**Requirement:**
Transfer the material below from its start through the line containing "point(836, 501)", requests included. In the answers, subtract 34 from every coordinate.

**Records provided:**
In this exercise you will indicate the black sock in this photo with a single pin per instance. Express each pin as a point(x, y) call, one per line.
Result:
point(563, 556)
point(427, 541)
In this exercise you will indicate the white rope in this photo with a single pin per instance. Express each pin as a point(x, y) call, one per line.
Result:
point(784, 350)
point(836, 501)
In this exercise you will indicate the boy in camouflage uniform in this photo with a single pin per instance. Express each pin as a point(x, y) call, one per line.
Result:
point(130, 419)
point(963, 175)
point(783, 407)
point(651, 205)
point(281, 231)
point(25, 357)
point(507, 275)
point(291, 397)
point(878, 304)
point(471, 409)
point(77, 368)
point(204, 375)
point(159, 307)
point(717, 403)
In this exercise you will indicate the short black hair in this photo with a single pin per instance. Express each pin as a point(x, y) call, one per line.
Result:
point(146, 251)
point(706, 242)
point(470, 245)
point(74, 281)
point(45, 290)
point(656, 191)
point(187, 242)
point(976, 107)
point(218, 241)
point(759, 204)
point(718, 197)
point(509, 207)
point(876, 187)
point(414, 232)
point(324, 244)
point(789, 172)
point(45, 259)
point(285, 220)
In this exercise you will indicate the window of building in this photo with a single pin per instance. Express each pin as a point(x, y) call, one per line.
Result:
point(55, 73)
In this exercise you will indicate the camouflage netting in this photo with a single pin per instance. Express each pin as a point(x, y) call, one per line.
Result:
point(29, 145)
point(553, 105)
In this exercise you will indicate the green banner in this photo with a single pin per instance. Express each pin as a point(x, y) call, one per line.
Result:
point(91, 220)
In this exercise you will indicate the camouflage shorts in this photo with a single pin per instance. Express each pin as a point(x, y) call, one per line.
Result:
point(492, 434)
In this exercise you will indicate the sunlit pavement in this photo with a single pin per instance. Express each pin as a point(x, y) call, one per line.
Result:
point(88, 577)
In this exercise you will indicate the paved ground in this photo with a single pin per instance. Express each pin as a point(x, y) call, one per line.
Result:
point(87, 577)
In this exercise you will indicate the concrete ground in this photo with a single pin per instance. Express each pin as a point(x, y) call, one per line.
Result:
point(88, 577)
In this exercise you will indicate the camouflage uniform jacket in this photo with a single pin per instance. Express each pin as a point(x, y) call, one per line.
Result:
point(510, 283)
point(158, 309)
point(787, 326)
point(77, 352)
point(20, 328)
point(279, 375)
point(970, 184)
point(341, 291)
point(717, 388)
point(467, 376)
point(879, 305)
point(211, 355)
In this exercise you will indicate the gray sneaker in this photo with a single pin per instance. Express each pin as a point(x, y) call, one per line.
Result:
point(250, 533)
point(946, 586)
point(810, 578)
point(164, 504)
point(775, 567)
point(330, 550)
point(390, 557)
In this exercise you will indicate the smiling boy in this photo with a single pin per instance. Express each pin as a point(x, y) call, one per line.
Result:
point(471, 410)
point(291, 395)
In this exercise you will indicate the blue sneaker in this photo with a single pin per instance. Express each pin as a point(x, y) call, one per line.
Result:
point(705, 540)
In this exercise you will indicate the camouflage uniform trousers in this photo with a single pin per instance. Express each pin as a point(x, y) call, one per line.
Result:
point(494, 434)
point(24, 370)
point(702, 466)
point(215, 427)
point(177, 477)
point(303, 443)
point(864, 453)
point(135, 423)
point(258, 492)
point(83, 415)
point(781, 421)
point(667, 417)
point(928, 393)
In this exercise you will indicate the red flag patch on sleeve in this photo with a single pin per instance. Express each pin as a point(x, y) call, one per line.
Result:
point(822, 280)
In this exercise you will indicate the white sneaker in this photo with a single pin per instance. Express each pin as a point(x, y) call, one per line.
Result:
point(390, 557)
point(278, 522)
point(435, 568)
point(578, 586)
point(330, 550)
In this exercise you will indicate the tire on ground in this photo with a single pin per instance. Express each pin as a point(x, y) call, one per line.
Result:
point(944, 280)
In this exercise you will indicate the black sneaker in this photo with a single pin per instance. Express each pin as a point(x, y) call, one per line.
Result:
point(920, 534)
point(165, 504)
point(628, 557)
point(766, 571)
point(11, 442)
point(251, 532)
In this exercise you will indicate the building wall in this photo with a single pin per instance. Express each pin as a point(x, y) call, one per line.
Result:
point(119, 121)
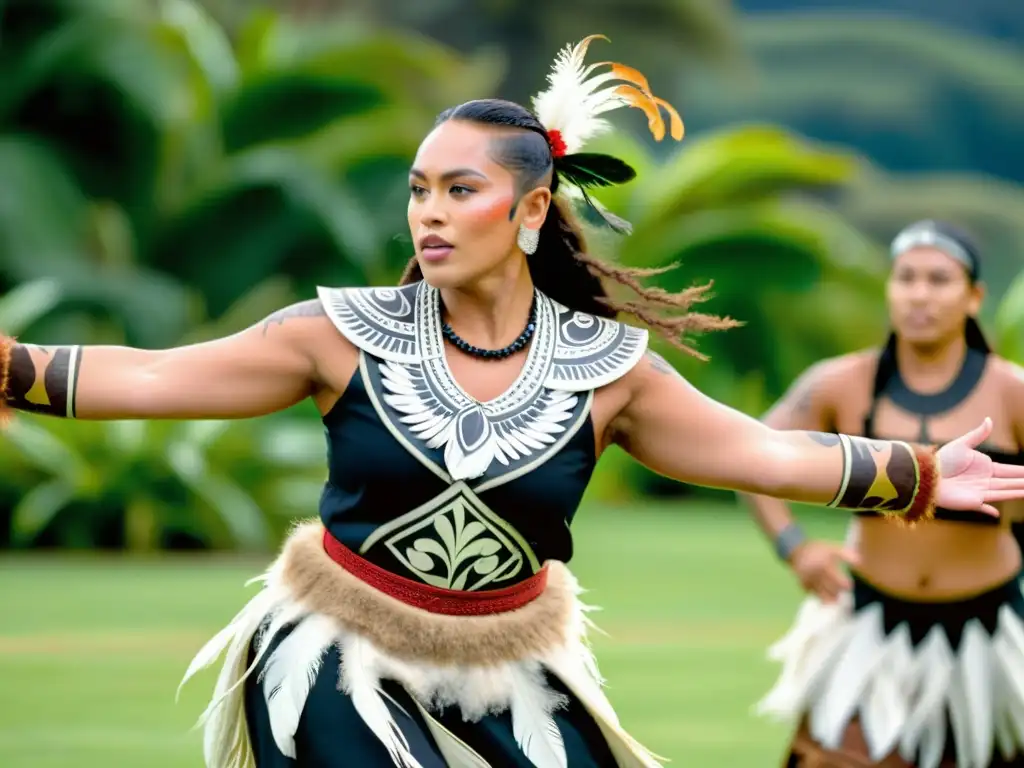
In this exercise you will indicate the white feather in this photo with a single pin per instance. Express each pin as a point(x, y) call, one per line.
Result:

**Response:**
In this exercise you will indicate the black sock in this photo with a single pin per instance. Express each pin as a point(x, y) call, one per line.
Result:
point(529, 522)
point(393, 507)
In this exercise you will indicate the white rope in this photo with a single pin per instance. Express each pin as a point(x, y) call, one per line.
Result:
point(750, 316)
point(802, 467)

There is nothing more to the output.